# [What this task involves]
Copy every line that contains the string "sample" from the entries below.

# [Records supplied]
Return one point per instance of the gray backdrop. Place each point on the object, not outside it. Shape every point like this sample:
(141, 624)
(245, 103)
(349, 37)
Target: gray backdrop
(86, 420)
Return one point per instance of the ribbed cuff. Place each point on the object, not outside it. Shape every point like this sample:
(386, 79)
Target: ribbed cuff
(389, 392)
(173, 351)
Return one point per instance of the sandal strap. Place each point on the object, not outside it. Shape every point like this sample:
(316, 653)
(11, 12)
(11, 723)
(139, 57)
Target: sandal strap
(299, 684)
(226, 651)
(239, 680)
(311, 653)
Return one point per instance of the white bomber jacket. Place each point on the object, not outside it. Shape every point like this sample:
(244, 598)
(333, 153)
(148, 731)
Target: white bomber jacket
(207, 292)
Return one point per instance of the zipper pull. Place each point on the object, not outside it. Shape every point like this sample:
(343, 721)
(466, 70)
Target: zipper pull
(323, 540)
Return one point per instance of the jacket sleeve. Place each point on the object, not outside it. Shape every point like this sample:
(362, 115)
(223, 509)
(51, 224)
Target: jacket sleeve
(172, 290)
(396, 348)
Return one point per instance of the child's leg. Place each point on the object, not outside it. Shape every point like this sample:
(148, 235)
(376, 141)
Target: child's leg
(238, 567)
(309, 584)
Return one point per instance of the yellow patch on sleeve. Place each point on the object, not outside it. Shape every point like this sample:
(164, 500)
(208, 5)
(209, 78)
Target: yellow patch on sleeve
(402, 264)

---

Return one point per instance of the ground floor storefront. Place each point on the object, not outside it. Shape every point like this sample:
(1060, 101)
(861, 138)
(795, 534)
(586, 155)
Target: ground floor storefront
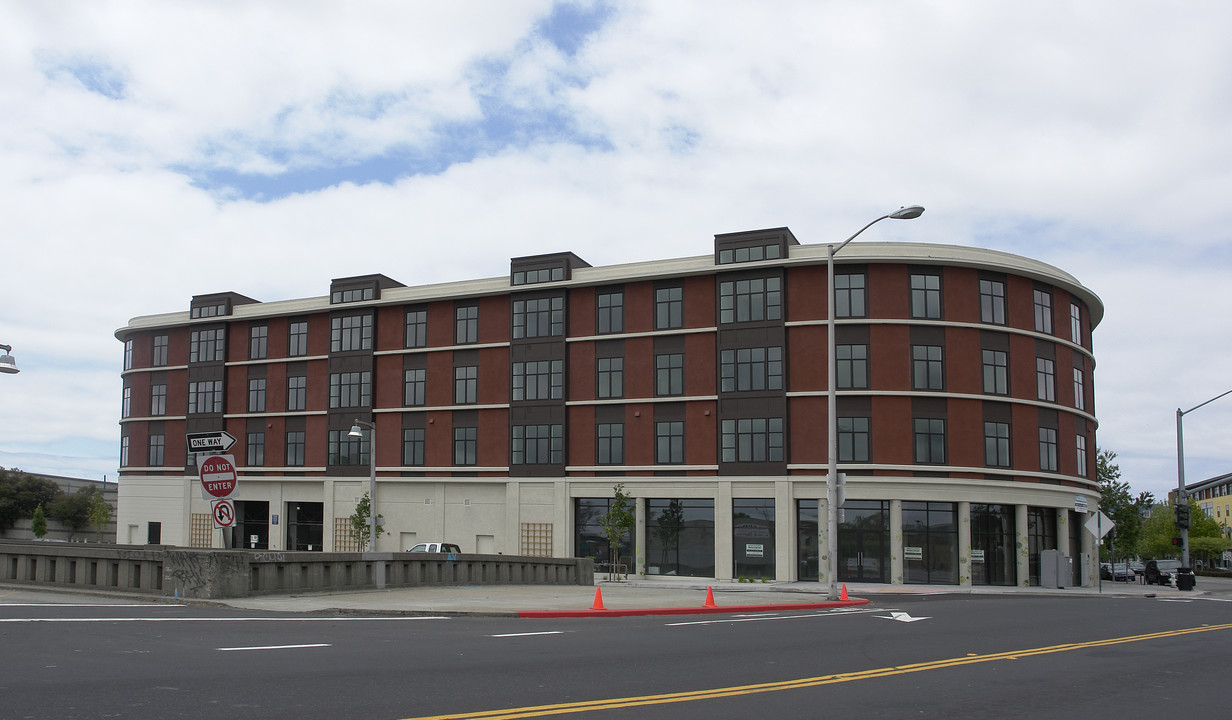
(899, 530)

==

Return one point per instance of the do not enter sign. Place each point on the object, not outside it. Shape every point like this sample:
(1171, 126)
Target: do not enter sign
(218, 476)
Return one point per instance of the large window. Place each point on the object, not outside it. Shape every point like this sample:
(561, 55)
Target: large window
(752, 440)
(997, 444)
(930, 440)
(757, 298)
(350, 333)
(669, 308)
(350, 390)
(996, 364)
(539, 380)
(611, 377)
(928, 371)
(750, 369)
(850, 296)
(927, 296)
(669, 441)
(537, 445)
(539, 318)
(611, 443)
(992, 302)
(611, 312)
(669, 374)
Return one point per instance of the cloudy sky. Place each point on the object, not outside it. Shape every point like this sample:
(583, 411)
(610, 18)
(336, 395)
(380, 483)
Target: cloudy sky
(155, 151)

# [Output below]
Return one point per instance of the gray backdrop. Place each point on the object, not outside it. Shape every point like this sample:
Return one point per instance of the ribbed cuff. Place each point on the object, not outside it. Shape every point like this sample:
Return one point per instance of the sandal strap. Place each point on the object, not outside it. Shape every point like this sample:
Return one point per instance of the white bomber jacket. Place each point on the object, not outside it. Shape every point like this sample:
Return one point per instance of the zipper pull. Place each point on the object, not outside it. Shape every point like this sample:
Return one point per instance of the jacket sleeve. Place each point on the object, not outside it. Shape every point like this sample:
Return one point per instance of the child's leg. Place each point on the object, not outside it. Shape every point like this sample:
Return one point per instance of the yellow patch on sleeve. Place each point on the object, not outside it. Shape every point like this sample:
Return one point per instance of the ground floor storefront. Place each point on the object, not outside it. Shape every point like this sample:
Return one point per instance of the do not enter sign. Place each point on the object, not outside it. Shape every point like this sample:
Return one point per instance of the large window. Place each point on the object, not outside it. Shape every point like this sample:
Return one point per instance of the cloudy sky. Place each point on the object, not outside it. Shape every point like this sample:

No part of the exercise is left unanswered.